- **Provided text**:
★ ★ ★ ★ ★ ★ ★

Published online Sep 21, 2019. doi: 10.3748/wjg.v25.i35.5233
Peer-review started: June 20, 2019
First decision: July 22, 2019
Revised: August 6, 2019
Accepted: August 24, 2019
Article in press: August 24, 2019
Published online: September 21, 2019
Colorectal cancer (CRC) represents one of the leading causes of tumor-related deaths worldwide. Among the various tools at physicians’ disposal for the diagnostic management of the disease, tomographic imaging (e.g., CT, MRI, and hybrid PET imaging) is considered essential. The qualitative and subjective evaluation of tomographic images is the main approach used to obtain valuable clinical information, although this strategy suffers from both intrinsic and operator-dependent limitations. More recently, advanced imaging techniques have been developed with the aim of overcoming these issues. Such techniques, such as diffusion-weighted MRI and perfusion imaging, were designed for the “in vivo” evaluation of specific biological tissue features in order to describe them in terms of quantitative parameters, which could answer questions difficult to address with conventional imaging alone (e.g., questions related to tissue characterization and prognosis). Furthermore, it has been observed that a large amount of numerical and statistical information is buried inside tomographic images, resulting in their invisibility during conventional assessment. This information can be extracted and represented in terms of quantitative parameters through different processes (e.g., texture analysis). Numerous researchers have focused their work on the significance of these quantitative imaging parameters for the management of CRC patients. In this review, we aimed to focus on evidence reported in the academic literature regarding the application of parametric imaging to the diagnosis, staging and prognosis of CRC while discussing future perspectives and present limitations. While the transition from purely anatomical to quantitative tomographic imaging appears achievable for CRC diagnostics, some essential milestones, such as scanning and analysis standardization and the definition of robust cut-off values, must be achieved before quantitative tomographic imaging can be incorporated into daily clinical practice.

★ ★ ★ ★ ★ ★ ★

- **Dataset**:
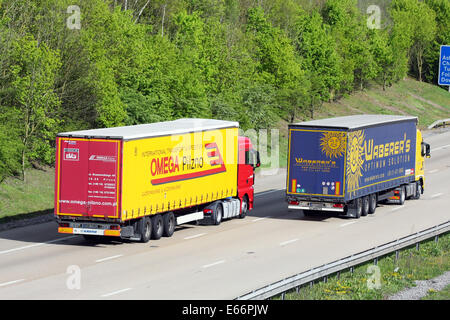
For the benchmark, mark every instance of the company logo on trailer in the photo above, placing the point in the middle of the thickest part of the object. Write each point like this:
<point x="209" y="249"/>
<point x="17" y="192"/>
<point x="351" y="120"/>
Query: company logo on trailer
<point x="165" y="165"/>
<point x="102" y="158"/>
<point x="71" y="154"/>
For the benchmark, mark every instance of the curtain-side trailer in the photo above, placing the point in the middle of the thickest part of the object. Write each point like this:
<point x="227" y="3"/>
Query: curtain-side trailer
<point x="140" y="182"/>
<point x="349" y="164"/>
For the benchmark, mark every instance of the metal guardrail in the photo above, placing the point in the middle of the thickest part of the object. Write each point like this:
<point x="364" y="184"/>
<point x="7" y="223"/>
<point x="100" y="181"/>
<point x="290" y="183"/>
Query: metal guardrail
<point x="302" y="278"/>
<point x="437" y="123"/>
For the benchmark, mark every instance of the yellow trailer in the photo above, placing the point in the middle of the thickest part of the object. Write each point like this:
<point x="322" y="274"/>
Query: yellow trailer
<point x="141" y="181"/>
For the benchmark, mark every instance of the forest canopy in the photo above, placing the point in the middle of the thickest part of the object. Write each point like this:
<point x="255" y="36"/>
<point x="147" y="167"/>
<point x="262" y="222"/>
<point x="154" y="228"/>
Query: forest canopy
<point x="78" y="64"/>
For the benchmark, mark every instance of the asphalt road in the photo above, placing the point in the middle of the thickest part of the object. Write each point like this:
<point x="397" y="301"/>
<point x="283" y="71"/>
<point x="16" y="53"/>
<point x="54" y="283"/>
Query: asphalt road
<point x="213" y="262"/>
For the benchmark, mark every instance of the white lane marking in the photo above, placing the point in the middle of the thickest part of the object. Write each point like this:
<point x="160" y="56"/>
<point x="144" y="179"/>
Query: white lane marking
<point x="213" y="264"/>
<point x="194" y="236"/>
<point x="266" y="192"/>
<point x="288" y="242"/>
<point x="36" y="245"/>
<point x="436" y="195"/>
<point x="10" y="282"/>
<point x="263" y="218"/>
<point x="109" y="258"/>
<point x="347" y="224"/>
<point x="440" y="148"/>
<point x="115" y="292"/>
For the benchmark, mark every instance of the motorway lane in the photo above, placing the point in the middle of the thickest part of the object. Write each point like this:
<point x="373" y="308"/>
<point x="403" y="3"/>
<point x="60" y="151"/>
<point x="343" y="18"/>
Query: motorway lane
<point x="214" y="262"/>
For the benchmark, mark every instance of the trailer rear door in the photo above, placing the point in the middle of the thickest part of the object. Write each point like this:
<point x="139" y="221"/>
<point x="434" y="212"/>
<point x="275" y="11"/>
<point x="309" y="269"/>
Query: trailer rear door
<point x="87" y="177"/>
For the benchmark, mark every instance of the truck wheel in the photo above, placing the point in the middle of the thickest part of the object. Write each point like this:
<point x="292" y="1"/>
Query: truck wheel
<point x="157" y="226"/>
<point x="418" y="190"/>
<point x="244" y="208"/>
<point x="169" y="224"/>
<point x="365" y="206"/>
<point x="145" y="229"/>
<point x="402" y="195"/>
<point x="218" y="214"/>
<point x="372" y="203"/>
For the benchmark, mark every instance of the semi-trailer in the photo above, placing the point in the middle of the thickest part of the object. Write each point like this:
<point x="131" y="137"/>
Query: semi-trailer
<point x="349" y="164"/>
<point x="139" y="182"/>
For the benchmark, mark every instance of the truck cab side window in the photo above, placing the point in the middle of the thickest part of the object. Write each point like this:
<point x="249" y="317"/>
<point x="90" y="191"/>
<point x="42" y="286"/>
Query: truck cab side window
<point x="252" y="158"/>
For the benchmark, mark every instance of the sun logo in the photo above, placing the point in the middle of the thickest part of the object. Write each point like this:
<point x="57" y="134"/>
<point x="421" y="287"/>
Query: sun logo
<point x="333" y="144"/>
<point x="355" y="159"/>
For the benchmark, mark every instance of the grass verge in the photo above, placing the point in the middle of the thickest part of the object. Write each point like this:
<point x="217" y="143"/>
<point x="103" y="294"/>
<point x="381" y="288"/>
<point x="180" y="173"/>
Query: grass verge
<point x="431" y="260"/>
<point x="19" y="199"/>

★ ★ ★ ★ ★ ★ ★

- **Problems and tasks**:
a) Using the colorectal cancer abstract, decide for each statement whether it agrees with the text: (i) the review examines parametric imaging for the diagnosis, staging and prognosis of CRC; (ii) the article was accepted in July 2019; (iii) quantitative tomographic imaging is already part of daily clinical practice. Answer yes or no for each and quote the words of the text that decide it.
b) Carry the colorectal cancer abstract forward with a further paragraph that picks up after its final sentence.

- **Solved tasks**:
a)
(i) Yes: "the application of parametric imaging to the diagnosis, staging and prognosis of CRC"
(ii) No: "Accepted: August 24, 2019"
(iii) No: "must be achieved before quantitative tomographic imaging can be incorporated into daily clinical practice"

b)
Core tip: While encouraging progress has been made in the management of colorectal cancer (CRC), it still remains among the malignancies with higher incidence and mortality. Tomographic imaging plays a crucial role in the diagnosis, staging and evaluation of treatment responses in CRC; however, it may also conceal critical information that could guide treatment decisions. The quantitative analysis of computed tomography (CT), magnetic resonance imaging and positron emission tomography/CT images could unveil novel promising biomarkers in the form of numerical parameters. These parameters, if validated in terms of their clinical significance, may contribute to redefining the role of diagnostic imaging and improving CRC management.